## [TASK ITEM]
Word for word, copy each record that comes after this.

*** Opening of INFORMATION SUPPLIED ***

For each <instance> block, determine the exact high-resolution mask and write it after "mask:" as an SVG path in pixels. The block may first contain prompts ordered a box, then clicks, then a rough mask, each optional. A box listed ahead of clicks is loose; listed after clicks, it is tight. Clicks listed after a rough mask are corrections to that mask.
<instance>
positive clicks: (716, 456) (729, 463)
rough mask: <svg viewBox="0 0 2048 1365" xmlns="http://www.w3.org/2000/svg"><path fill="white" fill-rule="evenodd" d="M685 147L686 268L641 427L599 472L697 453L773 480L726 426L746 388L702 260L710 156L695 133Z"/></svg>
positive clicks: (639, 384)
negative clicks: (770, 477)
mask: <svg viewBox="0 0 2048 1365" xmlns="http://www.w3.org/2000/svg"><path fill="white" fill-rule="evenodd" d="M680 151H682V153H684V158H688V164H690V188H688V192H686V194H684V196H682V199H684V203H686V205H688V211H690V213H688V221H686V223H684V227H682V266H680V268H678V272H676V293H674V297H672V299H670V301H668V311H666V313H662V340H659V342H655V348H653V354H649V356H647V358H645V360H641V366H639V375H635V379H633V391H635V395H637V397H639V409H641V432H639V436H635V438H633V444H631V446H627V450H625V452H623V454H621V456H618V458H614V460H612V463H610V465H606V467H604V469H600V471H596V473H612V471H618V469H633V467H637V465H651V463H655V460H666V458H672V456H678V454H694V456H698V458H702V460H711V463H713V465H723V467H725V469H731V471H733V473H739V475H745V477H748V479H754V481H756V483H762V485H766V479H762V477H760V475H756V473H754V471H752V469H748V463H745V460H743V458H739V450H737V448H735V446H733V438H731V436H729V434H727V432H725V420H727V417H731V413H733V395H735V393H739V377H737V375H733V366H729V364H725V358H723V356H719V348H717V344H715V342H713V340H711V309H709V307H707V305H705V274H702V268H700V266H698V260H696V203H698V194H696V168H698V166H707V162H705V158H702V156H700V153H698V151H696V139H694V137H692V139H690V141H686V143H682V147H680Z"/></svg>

*** Close of INFORMATION SUPPLIED ***

## [EXERCISE RESPONSE]
For each <instance> block, determine the exact high-resolution mask and write it after "mask:" as an SVG path in pixels. The block may first contain prompts ordered a box, then clicks, then a rough mask, each optional. A box listed ahead of clicks is loose; listed after clicks, it is tight. Clicks listed after a rough mask are corrections to that mask.
<instance>
positive clicks: (716, 456) (729, 463)
rough mask: <svg viewBox="0 0 2048 1365" xmlns="http://www.w3.org/2000/svg"><path fill="white" fill-rule="evenodd" d="M685 147L686 268L641 427L599 472L697 453L773 480L726 426L746 388L702 260L710 156L695 133Z"/></svg>
positive clicks: (639, 384)
negative clicks: (770, 477)
mask: <svg viewBox="0 0 2048 1365" xmlns="http://www.w3.org/2000/svg"><path fill="white" fill-rule="evenodd" d="M680 151H682V153H684V158H688V164H690V188H688V192H686V194H684V196H682V199H684V203H686V205H688V211H690V213H688V221H686V223H684V227H682V266H680V268H678V272H676V293H674V297H672V299H670V301H668V311H666V313H662V340H659V342H655V348H653V354H649V356H647V358H645V360H641V366H639V375H635V379H633V391H635V395H637V397H639V409H641V432H639V436H635V438H633V444H631V446H627V450H625V452H623V454H621V456H618V458H614V460H612V463H610V465H606V467H604V469H600V471H596V473H612V471H618V469H633V467H637V465H651V463H655V460H666V458H672V456H678V454H694V456H698V458H702V460H711V463H713V465H723V467H725V469H731V471H733V473H739V475H745V477H748V479H754V481H756V483H762V485H766V479H762V477H760V475H756V473H754V471H752V469H748V463H745V460H743V458H739V450H737V448H735V446H733V438H731V436H729V434H727V432H725V420H727V417H731V413H733V395H735V393H739V377H737V375H733V366H729V364H725V358H723V356H719V348H717V344H715V342H713V340H711V309H709V307H707V305H705V274H702V268H700V266H698V260H696V203H698V194H696V168H698V166H707V162H705V158H702V156H700V153H698V151H696V139H694V137H692V139H690V141H686V143H682V147H680Z"/></svg>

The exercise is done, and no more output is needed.